* Source records

******************************

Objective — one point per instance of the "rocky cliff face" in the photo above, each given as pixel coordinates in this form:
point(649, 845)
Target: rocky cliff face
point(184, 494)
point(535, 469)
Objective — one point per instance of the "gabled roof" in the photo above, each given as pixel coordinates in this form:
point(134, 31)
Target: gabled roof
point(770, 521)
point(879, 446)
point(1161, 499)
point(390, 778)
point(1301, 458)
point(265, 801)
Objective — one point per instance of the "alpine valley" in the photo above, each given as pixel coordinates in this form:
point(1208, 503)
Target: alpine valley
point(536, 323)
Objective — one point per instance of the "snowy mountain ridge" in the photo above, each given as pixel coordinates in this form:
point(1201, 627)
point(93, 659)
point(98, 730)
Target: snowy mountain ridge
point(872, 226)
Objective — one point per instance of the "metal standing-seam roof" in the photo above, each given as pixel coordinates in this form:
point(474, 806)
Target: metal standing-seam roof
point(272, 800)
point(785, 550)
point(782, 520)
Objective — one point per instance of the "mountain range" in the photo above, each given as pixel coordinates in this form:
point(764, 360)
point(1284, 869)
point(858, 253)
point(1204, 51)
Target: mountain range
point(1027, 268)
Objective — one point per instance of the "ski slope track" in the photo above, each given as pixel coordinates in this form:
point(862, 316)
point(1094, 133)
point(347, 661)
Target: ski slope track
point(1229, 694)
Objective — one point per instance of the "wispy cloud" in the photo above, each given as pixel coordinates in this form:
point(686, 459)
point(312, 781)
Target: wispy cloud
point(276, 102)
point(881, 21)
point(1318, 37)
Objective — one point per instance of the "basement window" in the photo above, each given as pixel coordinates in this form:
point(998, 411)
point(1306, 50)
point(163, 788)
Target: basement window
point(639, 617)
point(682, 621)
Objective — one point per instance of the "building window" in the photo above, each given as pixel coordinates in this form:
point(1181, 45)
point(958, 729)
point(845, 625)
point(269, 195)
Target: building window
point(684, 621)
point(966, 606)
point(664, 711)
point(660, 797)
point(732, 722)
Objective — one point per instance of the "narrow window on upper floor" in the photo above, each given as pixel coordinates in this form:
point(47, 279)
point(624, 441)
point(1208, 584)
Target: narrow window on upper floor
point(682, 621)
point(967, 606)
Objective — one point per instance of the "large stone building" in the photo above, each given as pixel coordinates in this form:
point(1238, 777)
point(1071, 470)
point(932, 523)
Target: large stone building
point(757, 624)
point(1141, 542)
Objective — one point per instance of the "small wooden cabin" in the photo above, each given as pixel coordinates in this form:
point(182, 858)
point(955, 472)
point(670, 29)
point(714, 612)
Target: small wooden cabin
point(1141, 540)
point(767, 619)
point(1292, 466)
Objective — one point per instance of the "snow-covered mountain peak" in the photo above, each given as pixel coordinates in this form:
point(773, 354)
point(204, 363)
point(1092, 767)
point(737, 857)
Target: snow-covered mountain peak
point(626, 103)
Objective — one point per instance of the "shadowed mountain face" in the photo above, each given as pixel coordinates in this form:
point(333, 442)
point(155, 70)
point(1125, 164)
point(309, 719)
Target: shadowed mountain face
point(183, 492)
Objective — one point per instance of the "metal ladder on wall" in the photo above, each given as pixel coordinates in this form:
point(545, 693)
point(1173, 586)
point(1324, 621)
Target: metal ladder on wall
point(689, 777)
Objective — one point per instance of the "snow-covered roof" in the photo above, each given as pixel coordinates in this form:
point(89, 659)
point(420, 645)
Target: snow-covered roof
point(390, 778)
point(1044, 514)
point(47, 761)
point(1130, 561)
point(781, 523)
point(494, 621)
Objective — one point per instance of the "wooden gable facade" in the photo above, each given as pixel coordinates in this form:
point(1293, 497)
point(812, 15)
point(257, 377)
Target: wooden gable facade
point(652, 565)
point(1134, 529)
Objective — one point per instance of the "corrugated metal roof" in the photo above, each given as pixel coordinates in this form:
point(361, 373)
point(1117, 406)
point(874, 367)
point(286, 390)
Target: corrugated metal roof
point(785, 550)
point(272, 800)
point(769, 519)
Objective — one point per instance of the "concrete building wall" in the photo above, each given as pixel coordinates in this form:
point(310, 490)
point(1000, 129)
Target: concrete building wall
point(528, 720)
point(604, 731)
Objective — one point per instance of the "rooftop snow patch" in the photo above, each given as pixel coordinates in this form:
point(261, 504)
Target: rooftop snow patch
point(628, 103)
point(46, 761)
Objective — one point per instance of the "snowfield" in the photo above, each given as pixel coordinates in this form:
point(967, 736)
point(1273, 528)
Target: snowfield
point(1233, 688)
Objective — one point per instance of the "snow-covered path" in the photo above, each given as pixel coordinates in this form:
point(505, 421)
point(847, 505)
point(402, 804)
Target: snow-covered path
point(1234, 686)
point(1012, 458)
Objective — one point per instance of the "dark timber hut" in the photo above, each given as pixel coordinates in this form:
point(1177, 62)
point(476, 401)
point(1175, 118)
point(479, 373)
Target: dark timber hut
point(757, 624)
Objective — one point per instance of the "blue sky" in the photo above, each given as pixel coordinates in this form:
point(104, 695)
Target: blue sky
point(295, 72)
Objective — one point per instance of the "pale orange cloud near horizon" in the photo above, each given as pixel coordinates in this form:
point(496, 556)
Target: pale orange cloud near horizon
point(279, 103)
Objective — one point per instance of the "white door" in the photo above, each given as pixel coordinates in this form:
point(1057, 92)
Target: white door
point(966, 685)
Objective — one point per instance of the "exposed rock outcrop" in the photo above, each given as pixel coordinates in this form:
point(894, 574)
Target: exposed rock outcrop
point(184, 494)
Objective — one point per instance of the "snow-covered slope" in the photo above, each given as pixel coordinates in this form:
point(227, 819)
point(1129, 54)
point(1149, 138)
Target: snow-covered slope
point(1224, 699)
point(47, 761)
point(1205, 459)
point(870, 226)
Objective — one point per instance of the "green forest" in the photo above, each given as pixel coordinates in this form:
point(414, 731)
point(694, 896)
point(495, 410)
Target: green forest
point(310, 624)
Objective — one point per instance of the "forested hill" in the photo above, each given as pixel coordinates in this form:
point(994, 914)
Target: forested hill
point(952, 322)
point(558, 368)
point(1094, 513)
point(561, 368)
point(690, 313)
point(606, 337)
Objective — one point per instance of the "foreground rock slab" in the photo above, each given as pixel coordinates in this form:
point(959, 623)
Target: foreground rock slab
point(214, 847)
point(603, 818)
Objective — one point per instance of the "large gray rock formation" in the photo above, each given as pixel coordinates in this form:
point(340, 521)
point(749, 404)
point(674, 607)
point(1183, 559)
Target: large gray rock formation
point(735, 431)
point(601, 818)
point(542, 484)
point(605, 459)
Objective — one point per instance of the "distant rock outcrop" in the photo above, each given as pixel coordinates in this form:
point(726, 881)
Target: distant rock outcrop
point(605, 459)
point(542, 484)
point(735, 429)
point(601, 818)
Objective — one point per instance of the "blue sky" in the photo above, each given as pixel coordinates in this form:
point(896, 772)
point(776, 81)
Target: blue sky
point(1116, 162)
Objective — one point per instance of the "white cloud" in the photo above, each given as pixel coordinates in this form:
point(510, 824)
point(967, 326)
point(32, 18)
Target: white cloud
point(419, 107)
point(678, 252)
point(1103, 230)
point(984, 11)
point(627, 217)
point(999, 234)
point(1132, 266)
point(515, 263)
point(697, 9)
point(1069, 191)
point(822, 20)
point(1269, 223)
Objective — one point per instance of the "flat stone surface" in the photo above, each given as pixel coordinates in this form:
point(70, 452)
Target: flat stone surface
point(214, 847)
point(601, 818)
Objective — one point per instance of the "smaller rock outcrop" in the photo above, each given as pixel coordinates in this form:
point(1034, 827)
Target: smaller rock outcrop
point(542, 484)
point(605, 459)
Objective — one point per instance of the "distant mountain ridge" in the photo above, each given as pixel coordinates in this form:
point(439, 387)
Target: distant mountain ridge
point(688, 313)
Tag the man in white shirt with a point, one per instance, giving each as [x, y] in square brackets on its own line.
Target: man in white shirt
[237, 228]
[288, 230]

******************************

* Work to do
Rescale the items from the start through the line that contains "point(536, 323)", inclusive, and give those lines again with the requests and their format samples unchanged. Multiply every answer coordinate by 0.6 and round to whole numbers, with halves rounded up.

* Final result
Objective — one point per instance of the "rocky cliff face" in the photo above, each given as pixel coordinates in this form:
point(649, 845)
Target: rocky cliff face
point(110, 296)
point(321, 281)
Objective — one point per instance of the "gabled roof" in the photo above, each given as pixel coordinates in this form:
point(134, 31)
Target: gabled roof
point(462, 313)
point(527, 268)
point(697, 299)
point(234, 467)
point(781, 275)
point(159, 481)
Objective — one point per instance of the "alpine valley" in the photo above, each given as pixel coordinates in this form:
point(1208, 503)
Target: alpine valley
point(322, 194)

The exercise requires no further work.